----- Reading passage

One wimpy leap for China
In the days before the launch of China's first manned mission, one may have expected excitement to be sweeping the mainland. But Beijing was playing it safe. Despite the expense and sky-high ambitions, rather than a Great Leap into space, leaders kept a lid on expectations.
By Ron Gluckman/Beijing,China
BEIJING IS ONCE AGAIN THRIVING, the hushed streets of the SARS-stricken capital a distant memory. Playing to a packed house at the Capital Theater is The South Courtyard in the North Lane, China’s first play about the SARS epidemic.
Beyond the theater doors, cabbies are doing swift business, enthusing to passengers over the new ring roads leading out to the Olympic site. Back at school again, students are buzzing about the huge extension to the subway system.
And for many Beijing residents, change is even closer to home. Tens of thousands are being relocated to distant suburbs as vast neighborhoods of Siheyuan—traditional courtyard dwellings—are being razed and replaced by high-rise apartment blocks.
In this congested, rapidly modernizing metropolis—symbol of the nation’s rising power—it’s not surprising that China is about to make history in outer space.
As we go to press, China is in the final count down to its first manned mission to space; the launch is expected to take place sometime after National Day on October 1.
At a time when NASA’s shuttle fleet is grounded, space watchers around the globe are electrified by the prospect that, any day now, China will become the first new nation in space in nearly half a century.
Yet, here in Beijing, few people are aware of the imminent lift-off.
In part, this is due to the perplexing lack of information in the tightly controlled state media. Instead, the government’s mouthpiece, the China Daily, carries front page stories about the progress of construction for the 2008 Summer Olympic Games and op-eds about the "international browbeating" China is taking over its foreign-exchange policy. Yet there is nothing on the launch, likely just weeks away.

----------
----- Data

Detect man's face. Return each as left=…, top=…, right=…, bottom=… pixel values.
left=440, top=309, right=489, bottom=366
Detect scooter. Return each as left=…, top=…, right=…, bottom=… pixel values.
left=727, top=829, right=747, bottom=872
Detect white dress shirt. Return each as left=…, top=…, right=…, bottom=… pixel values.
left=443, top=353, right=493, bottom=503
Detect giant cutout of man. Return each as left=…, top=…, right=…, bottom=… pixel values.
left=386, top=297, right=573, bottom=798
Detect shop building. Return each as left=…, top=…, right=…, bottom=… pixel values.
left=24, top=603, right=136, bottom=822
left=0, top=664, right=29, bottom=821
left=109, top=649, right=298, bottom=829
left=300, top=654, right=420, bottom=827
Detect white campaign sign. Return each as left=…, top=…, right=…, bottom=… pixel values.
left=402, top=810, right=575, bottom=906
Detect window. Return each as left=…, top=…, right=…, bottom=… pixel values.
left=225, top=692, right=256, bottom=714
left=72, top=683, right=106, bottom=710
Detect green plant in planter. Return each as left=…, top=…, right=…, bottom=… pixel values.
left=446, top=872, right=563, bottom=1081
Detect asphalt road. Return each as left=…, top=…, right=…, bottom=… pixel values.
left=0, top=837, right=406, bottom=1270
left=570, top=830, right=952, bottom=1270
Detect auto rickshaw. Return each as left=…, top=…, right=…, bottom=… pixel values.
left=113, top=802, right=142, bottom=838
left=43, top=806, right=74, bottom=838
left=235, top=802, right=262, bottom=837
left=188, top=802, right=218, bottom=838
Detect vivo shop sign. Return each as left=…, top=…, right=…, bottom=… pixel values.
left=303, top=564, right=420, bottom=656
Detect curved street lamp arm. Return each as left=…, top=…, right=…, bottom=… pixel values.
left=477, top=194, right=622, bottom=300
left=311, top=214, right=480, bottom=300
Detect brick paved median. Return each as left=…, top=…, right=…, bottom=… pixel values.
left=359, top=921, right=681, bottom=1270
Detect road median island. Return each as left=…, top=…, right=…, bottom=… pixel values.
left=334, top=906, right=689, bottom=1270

----------

:: What to work on ::
A) According to the article on China's first manned space mission, what is the title of China's first play about the SARS epidemic?
B) Carry on the article about China's first manned space launch from its last paragraph.

:: Answers ::
A) The South Courtyard in the North Lane

B)
What little the Chinese know about the program comes from the periodic space stories that have appeared over the past few years in such state-run publications. These teasers quote engineers and other space officials—all non-military—on moon-mining schemes, plans for space shuttles and Mars probes.
Long on dreams but scant on details, the stories seem designed only to muster public support for a program that has cost $2-3 billion; a fraction of what NASA spends, but a huge sum for any developing nation.
To date, Chinese officials have confirmed that a dozen top pilots are in training as astronauts. Unlike their American counterparts, who became heroes and household names during the Space Race of the ‘60s, China's taikonauts (heaven flyers) remain nameless. And faceless.
In fact, since SEED pinpointed the location of the top-secret astronaut training facility outside Beijing ("Inside the Red Chamber," Issue 03), not a single reporter has visited the site. Nor have any taikonauts given interviews or even appeared in public.
It is not outside the realm of possibility that Shenzhou (meaning "divine vessel") V could rocket skyward behind the world’s back.
After all, since this manned program was lauched in 1992, no outsiders have visited the Jianquan Launch Center on the fringe of the remote Gobi desert. Nor has China apprised the UN’s Office of Outer Space Affairs, which keeps an index of objects launched into space, in advance of previous Shenzhou launches.
Secrecy, of course, is no surprise in China. Beijing’s handling of the SARS epidemic is just the most recent example of its typical guardedness.
Such secrecy would be understandable, perhaps, if China were in a race. But in this era of international cooperation in space, one would expect China’s leadership to be stirring up patriotic support for a program that is not just costly but will revisit much of the territory Russia and America covered in the last half century.
Many attribute the blanket of secrecy to the military, perhaps the most-entrenched of all institutions in the slowly reforming People’s Republic.
The program was a pet project of former President Jiang Zemin, who personally named the Shenzhou capsule. Although retired from office, he retains several key posts and heads the military.
As a leader, Jiang desperately sought to reach the ranks of Mao or Deng Xiaoping, but his baffling "Three Represents" campaign never caught fire. Success in space would be his legacy; failure would be unbearable, and the consequences would reverberate through China’s leadership circles.
Fear of failure, then, is the most likely explanation for China’s furtiveness, even toward its own people. Here, the only motivation greater than the pursuit of merit is the avoidance of blame.
One needs only to recall the television coverage of Shenzhou II in January 2001, which was abruptly ceased during the capsules descent. Widespread speculation suggests there was a parachute failure and that all the test animals on board died. Chinese officials never commented or released retrieval photos, but there were no living passengers aboard subsequent flights of the Shenzhou III or IV.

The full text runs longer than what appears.